→ **Task prompt**
Would you print the data below exactly, leaving out every picture?

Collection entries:
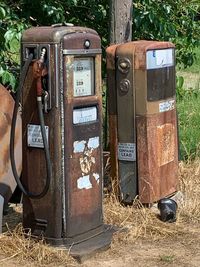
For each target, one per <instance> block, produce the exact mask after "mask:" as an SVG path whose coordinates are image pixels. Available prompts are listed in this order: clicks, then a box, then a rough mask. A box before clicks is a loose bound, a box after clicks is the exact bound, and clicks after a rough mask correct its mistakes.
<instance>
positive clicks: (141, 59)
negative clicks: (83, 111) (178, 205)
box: [107, 41, 178, 204]
mask: <svg viewBox="0 0 200 267" xmlns="http://www.w3.org/2000/svg"><path fill="white" fill-rule="evenodd" d="M174 50H175V49H174V45H173V44H171V43H169V42H157V41H135V42H130V43H126V44H121V45H112V46H110V47H108V48H107V74H108V90H109V93H108V95H109V99H108V100H109V124H110V126H109V127H110V133H109V135H110V151H111V169H112V178H113V180H114V181H116V184H117V186H118V193H119V195H120V198H121V200H122V201H123V202H124V203H131V202H132V201H133V200H134V198H135V197H136V196H137V195H139V199H140V201H141V202H142V203H145V204H151V203H153V202H155V201H157V200H159V199H161V198H163V197H166V196H169V195H171V194H173V193H175V192H176V190H177V183H178V148H177V119H176V118H177V116H176V101H175V56H174V54H175V52H174Z"/></svg>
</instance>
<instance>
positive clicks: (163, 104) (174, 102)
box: [159, 99, 175, 112]
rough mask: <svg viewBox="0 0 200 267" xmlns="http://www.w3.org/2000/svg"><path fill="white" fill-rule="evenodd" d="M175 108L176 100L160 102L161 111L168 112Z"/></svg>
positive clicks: (169, 100)
mask: <svg viewBox="0 0 200 267" xmlns="http://www.w3.org/2000/svg"><path fill="white" fill-rule="evenodd" d="M174 108H175V100H174V99H172V100H168V101H165V102H162V103H160V104H159V112H166V111H169V110H173V109H174Z"/></svg>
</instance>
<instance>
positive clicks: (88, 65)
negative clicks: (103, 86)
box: [73, 58, 94, 97]
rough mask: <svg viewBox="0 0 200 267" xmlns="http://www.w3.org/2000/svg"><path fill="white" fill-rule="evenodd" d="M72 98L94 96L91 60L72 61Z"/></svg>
mask: <svg viewBox="0 0 200 267" xmlns="http://www.w3.org/2000/svg"><path fill="white" fill-rule="evenodd" d="M73 77H74V79H73V84H74V96H75V97H77V96H79V97H80V96H89V95H93V94H94V61H93V58H75V59H74V76H73Z"/></svg>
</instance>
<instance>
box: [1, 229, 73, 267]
mask: <svg viewBox="0 0 200 267" xmlns="http://www.w3.org/2000/svg"><path fill="white" fill-rule="evenodd" d="M0 251H1V254H4V255H6V257H4V258H3V259H1V260H0V265H1V266H3V263H4V262H7V261H8V260H10V259H12V258H17V260H18V262H21V263H22V264H24V263H27V262H29V263H30V262H34V264H36V266H45V265H50V264H53V266H54V264H55V263H56V265H60V264H64V263H65V266H66V263H67V266H74V260H73V259H72V258H71V257H70V256H69V254H68V252H67V251H66V250H57V249H55V248H52V247H50V246H48V245H46V244H44V241H43V240H41V241H37V242H36V241H34V240H33V239H32V238H31V234H30V233H28V234H27V233H25V232H24V230H23V227H22V225H21V224H18V225H17V226H16V227H15V229H14V230H12V231H11V230H9V229H8V231H7V232H5V233H4V234H2V235H0Z"/></svg>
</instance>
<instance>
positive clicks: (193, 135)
mask: <svg viewBox="0 0 200 267" xmlns="http://www.w3.org/2000/svg"><path fill="white" fill-rule="evenodd" d="M199 106H200V91H199V90H186V93H185V94H184V96H183V98H182V99H181V100H180V99H179V100H178V101H177V109H178V117H179V140H180V154H181V159H182V160H192V159H194V158H196V157H199V156H200V124H199V121H200V113H199Z"/></svg>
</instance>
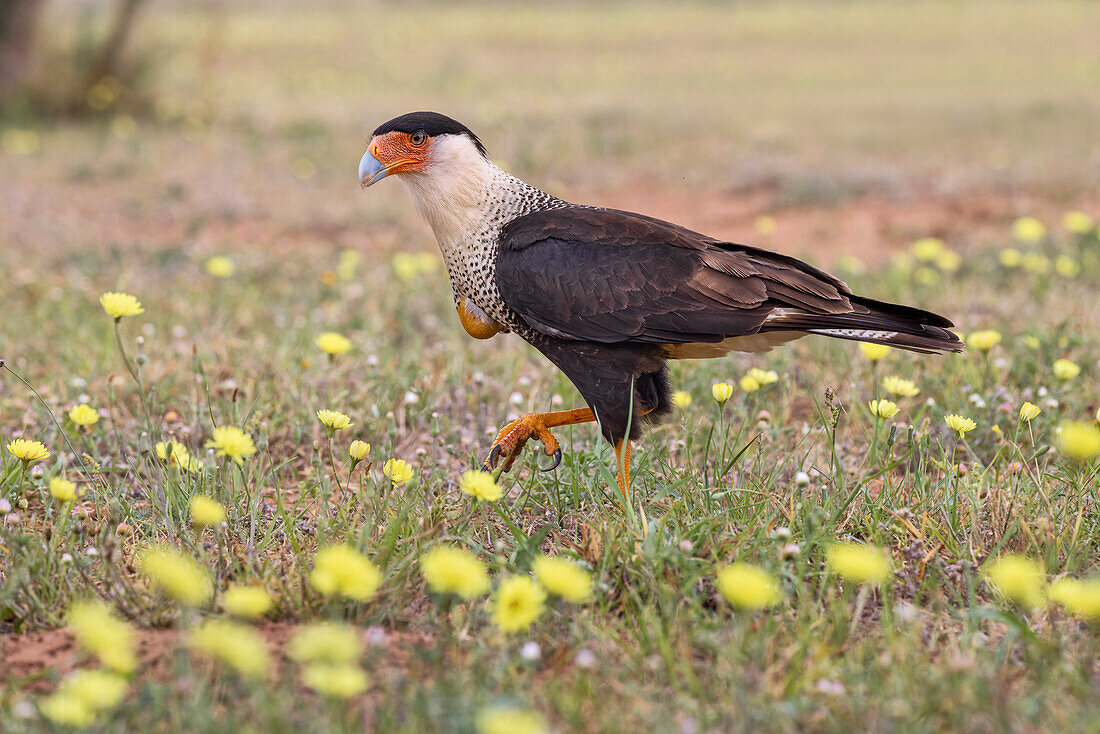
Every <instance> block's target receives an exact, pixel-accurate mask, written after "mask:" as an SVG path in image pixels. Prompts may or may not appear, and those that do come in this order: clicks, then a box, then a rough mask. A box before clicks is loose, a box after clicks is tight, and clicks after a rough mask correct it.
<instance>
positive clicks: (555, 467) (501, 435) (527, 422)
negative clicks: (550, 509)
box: [482, 408, 596, 471]
mask: <svg viewBox="0 0 1100 734" xmlns="http://www.w3.org/2000/svg"><path fill="white" fill-rule="evenodd" d="M595 419H596V416H595V414H594V413H592V410H591V409H588V408H574V409H572V410H558V412H555V413H528V414H527V415H525V416H524V417H521V418H519V419H518V420H513V421H511V423H509V424H508V425H507V426H505V427H504V428H502V429H500V432H499V434H497V436H496V440H495V441H493V448H492V449H491V450H489V452H488V458H487V459H485V463H484V465H483V467H482V468H483V469H484V470H485V471H493V470H494V469H495V468H496V464H497V461H498V460H502V459H503V460H504V471H508V470H509V469H511V464H514V463H515V462H516V459H517V458H518V457H519V452H520V451H522V449H524V446H525V445H526V443H527V441H528V440H529V439H532V438H537V439H539V440H540V441H542V448H543V450H544V451H546V454H547V456H548V457H553V465H551V467H550V468H549V469H543V471H553V470H554V469H557V468H558V464H560V463H561V443H559V442H558V439H557V438H554V437H553V434H551V432H550V429H551V428H557V427H559V426H572V425H575V424H579V423H591V421H593V420H595Z"/></svg>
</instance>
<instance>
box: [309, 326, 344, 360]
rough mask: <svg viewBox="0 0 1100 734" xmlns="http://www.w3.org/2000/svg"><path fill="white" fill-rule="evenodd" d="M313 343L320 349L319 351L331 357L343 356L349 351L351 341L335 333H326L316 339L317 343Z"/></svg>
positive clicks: (332, 331) (317, 337) (343, 336)
mask: <svg viewBox="0 0 1100 734" xmlns="http://www.w3.org/2000/svg"><path fill="white" fill-rule="evenodd" d="M315 343H316V344H317V346H318V347H320V348H321V351H323V352H327V353H328V354H330V355H332V357H335V355H337V354H343V353H344V352H346V351H348V350H350V349H351V341H349V340H348V338H346V337H344V336H341V335H339V333H337V332H335V331H326V332H324V333H322V335H321V336H319V337H317V341H316V342H315Z"/></svg>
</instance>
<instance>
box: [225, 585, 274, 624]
mask: <svg viewBox="0 0 1100 734" xmlns="http://www.w3.org/2000/svg"><path fill="white" fill-rule="evenodd" d="M221 605H222V606H223V607H226V611H227V612H229V613H230V614H232V615H233V616H237V617H241V618H244V620H255V618H256V617H260V616H263V615H264V614H266V613H267V612H268V611H270V610H271V607H272V598H271V596H270V595H268V594H267V591H266V590H265V589H264V588H263V587H251V585H250V587H245V585H240V584H238V585H232V587H230V588H229V589H227V590H226V594H224V595H223V596H222V598H221Z"/></svg>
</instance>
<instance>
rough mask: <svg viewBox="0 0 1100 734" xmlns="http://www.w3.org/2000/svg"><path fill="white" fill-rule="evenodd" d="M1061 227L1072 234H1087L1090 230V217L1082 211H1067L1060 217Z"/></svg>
mask: <svg viewBox="0 0 1100 734" xmlns="http://www.w3.org/2000/svg"><path fill="white" fill-rule="evenodd" d="M1062 226H1063V227H1064V228H1066V230H1067V231H1070V232H1073V233H1074V234H1087V233H1088V232H1089V230H1091V229H1092V226H1093V222H1092V217H1089V216H1088V215H1087V213H1085V212H1084V211H1067V212H1066V213H1065V215H1063V217H1062Z"/></svg>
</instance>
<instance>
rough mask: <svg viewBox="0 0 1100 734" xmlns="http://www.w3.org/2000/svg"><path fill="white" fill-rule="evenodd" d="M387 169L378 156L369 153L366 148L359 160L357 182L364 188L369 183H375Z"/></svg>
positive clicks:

→ **Solved exercise**
For each target, one per <instance> block, produce the exact mask after "mask:" as an SVG path whose coordinates are image pixels. Available prompts are listed in this order: clicks, then a box, then a rough mask. A box before clicks is a loose bound, a box after clicks is the exact bound, and clicks after a rough mask correct its mistakes.
<instance>
positive clicks: (141, 59)
negative clicks: (83, 111) (178, 205)
box: [107, 41, 178, 204]
mask: <svg viewBox="0 0 200 267" xmlns="http://www.w3.org/2000/svg"><path fill="white" fill-rule="evenodd" d="M174 50H175V49H174V45H173V44H171V43H169V42H157V41H135V42H130V43H126V44H121V45H112V46H110V47H108V48H107V74H108V90H109V93H108V95H109V99H108V100H109V124H110V126H109V127H110V133H109V135H110V151H111V169H112V178H113V180H114V181H116V184H117V186H118V193H119V195H120V198H121V200H122V201H123V202H124V203H131V202H132V201H133V200H134V198H135V197H136V196H137V195H139V199H140V201H141V202H142V203H145V204H151V203H153V202H155V201H157V200H159V199H161V198H163V197H166V196H169V195H171V194H173V193H175V192H176V190H177V183H178V148H177V119H176V118H177V116H176V101H175V56H174V54H175V52H174Z"/></svg>
</instance>
<instance>
positive clicks: (163, 104) (174, 102)
box: [159, 99, 175, 112]
rough mask: <svg viewBox="0 0 200 267" xmlns="http://www.w3.org/2000/svg"><path fill="white" fill-rule="evenodd" d="M175 108L176 100L160 102L161 111L168 112Z"/></svg>
positive clicks: (169, 100)
mask: <svg viewBox="0 0 200 267" xmlns="http://www.w3.org/2000/svg"><path fill="white" fill-rule="evenodd" d="M174 108H175V100H174V99H172V100H168V101H165V102H162V103H160V104H159V112H166V111H169V110H173V109H174Z"/></svg>
</instance>
<instance>
positive clicks: (88, 65)
negative clicks: (103, 86)
box: [73, 58, 94, 97]
rough mask: <svg viewBox="0 0 200 267" xmlns="http://www.w3.org/2000/svg"><path fill="white" fill-rule="evenodd" d="M72 98L94 96L91 60L72 61Z"/></svg>
mask: <svg viewBox="0 0 200 267" xmlns="http://www.w3.org/2000/svg"><path fill="white" fill-rule="evenodd" d="M73 77H74V79H73V84H74V96H75V97H77V96H79V97H80V96H89V95H93V94H94V61H93V58H75V59H74V76H73Z"/></svg>
</instance>
<instance>
box: [1, 229, 73, 267]
mask: <svg viewBox="0 0 200 267" xmlns="http://www.w3.org/2000/svg"><path fill="white" fill-rule="evenodd" d="M0 251H1V254H4V255H6V257H4V258H3V259H1V260H0V265H1V266H3V263H4V262H7V261H8V260H10V259H12V258H17V260H18V262H21V263H22V264H24V263H27V262H29V263H30V262H34V264H36V266H45V265H50V264H53V266H54V264H55V263H56V265H60V264H64V263H65V266H66V263H67V266H74V260H73V259H72V258H71V257H70V256H69V254H68V252H67V251H66V250H57V249H55V248H52V247H50V246H48V245H46V244H44V241H43V240H41V241H37V242H36V241H34V240H33V239H32V238H31V234H30V233H28V234H27V233H25V232H24V230H23V227H22V225H21V224H18V225H17V226H16V227H15V229H14V230H12V231H11V230H9V229H8V231H7V232H5V233H4V234H2V235H0Z"/></svg>
</instance>
<instance>
positive clicks: (193, 135)
mask: <svg viewBox="0 0 200 267" xmlns="http://www.w3.org/2000/svg"><path fill="white" fill-rule="evenodd" d="M199 106H200V91H199V90H186V93H185V94H184V96H183V98H182V99H181V100H180V99H179V100H178V101H177V109H178V117H179V140H180V154H181V159H182V160H192V159H194V158H196V157H199V156H200V124H199V121H200V113H199Z"/></svg>
</instance>
Every <instance> block's target receives an exact, pixel-accurate mask, written after "mask:" as an SVG path in image pixels. Prompts may or may not appear, and those that do come in this order: clicks, then a box, then a rough mask. A box before clicks is loose, a box after clicks is tight, and clicks after a rough mask correct it.
<instance>
positive clicks: (555, 467) (501, 435) (527, 422)
negative clicks: (550, 509)
box: [482, 408, 596, 471]
mask: <svg viewBox="0 0 1100 734" xmlns="http://www.w3.org/2000/svg"><path fill="white" fill-rule="evenodd" d="M595 419H596V416H595V414H594V413H592V410H591V409H588V408H574V409H572V410H558V412H555V413H528V414H527V415H525V416H524V417H521V418H519V419H518V420H513V421H511V423H509V424H508V425H507V426H505V427H504V428H502V429H500V432H499V434H497V436H496V440H495V441H493V448H492V449H491V450H489V452H488V458H487V459H485V463H484V465H483V467H482V468H483V469H484V470H485V471H493V470H494V469H495V468H496V464H497V461H498V460H502V459H503V460H504V471H508V470H509V469H511V464H514V463H515V462H516V459H517V458H518V457H519V452H520V451H522V449H524V446H525V445H526V443H527V441H528V440H529V439H532V438H537V439H539V440H540V441H542V448H543V450H544V451H546V454H547V456H548V457H553V465H551V467H550V468H549V469H543V471H553V470H554V469H557V468H558V464H560V463H561V443H559V442H558V439H557V438H554V437H553V434H551V432H550V429H551V428H557V427H559V426H572V425H575V424H579V423H591V421H593V420H595Z"/></svg>
</instance>
<instance>
box: [309, 326, 344, 360]
rough mask: <svg viewBox="0 0 1100 734" xmlns="http://www.w3.org/2000/svg"><path fill="white" fill-rule="evenodd" d="M313 343L320 349L319 351L331 357L343 356L349 351L351 341L335 333H326L316 339L317 343Z"/></svg>
positive clicks: (332, 331) (317, 337) (343, 336)
mask: <svg viewBox="0 0 1100 734" xmlns="http://www.w3.org/2000/svg"><path fill="white" fill-rule="evenodd" d="M315 343H316V344H317V346H318V347H320V348H321V351H323V352H327V353H328V354H330V355H332V357H335V355H337V354H343V353H344V352H346V351H348V350H350V349H351V341H349V340H348V338H346V337H344V336H341V335H339V333H337V332H335V331H326V332H324V333H322V335H321V336H319V337H317V341H316V342H315Z"/></svg>
</instance>
<instance>
box: [225, 585, 274, 624]
mask: <svg viewBox="0 0 1100 734" xmlns="http://www.w3.org/2000/svg"><path fill="white" fill-rule="evenodd" d="M221 605H222V606H223V607H226V611H227V612H229V613H230V614H232V615H233V616H237V617H241V618H244V620H255V618H256V617H260V616H263V615H264V614H266V613H267V612H268V611H270V610H271V607H272V598H271V596H270V595H268V594H267V591H266V590H265V589H264V588H263V587H251V585H250V587H245V585H240V584H238V585H232V587H230V588H229V589H227V590H226V594H224V595H223V596H222V598H221Z"/></svg>
</instance>
<instance>
rough mask: <svg viewBox="0 0 1100 734" xmlns="http://www.w3.org/2000/svg"><path fill="white" fill-rule="evenodd" d="M1061 227L1072 234H1087L1090 230V217L1082 211H1067L1060 217Z"/></svg>
mask: <svg viewBox="0 0 1100 734" xmlns="http://www.w3.org/2000/svg"><path fill="white" fill-rule="evenodd" d="M1062 226H1063V227H1064V228H1066V230H1067V231H1070V232H1073V233H1074V234H1087V233H1088V232H1089V230H1091V229H1092V226H1093V222H1092V217H1089V216H1088V215H1087V213H1085V212H1084V211H1067V212H1066V213H1065V215H1063V217H1062Z"/></svg>
</instance>
<instance>
rough mask: <svg viewBox="0 0 1100 734" xmlns="http://www.w3.org/2000/svg"><path fill="white" fill-rule="evenodd" d="M387 169L378 156L369 153L366 148L359 160L357 182L364 188L369 183H375Z"/></svg>
positive clicks:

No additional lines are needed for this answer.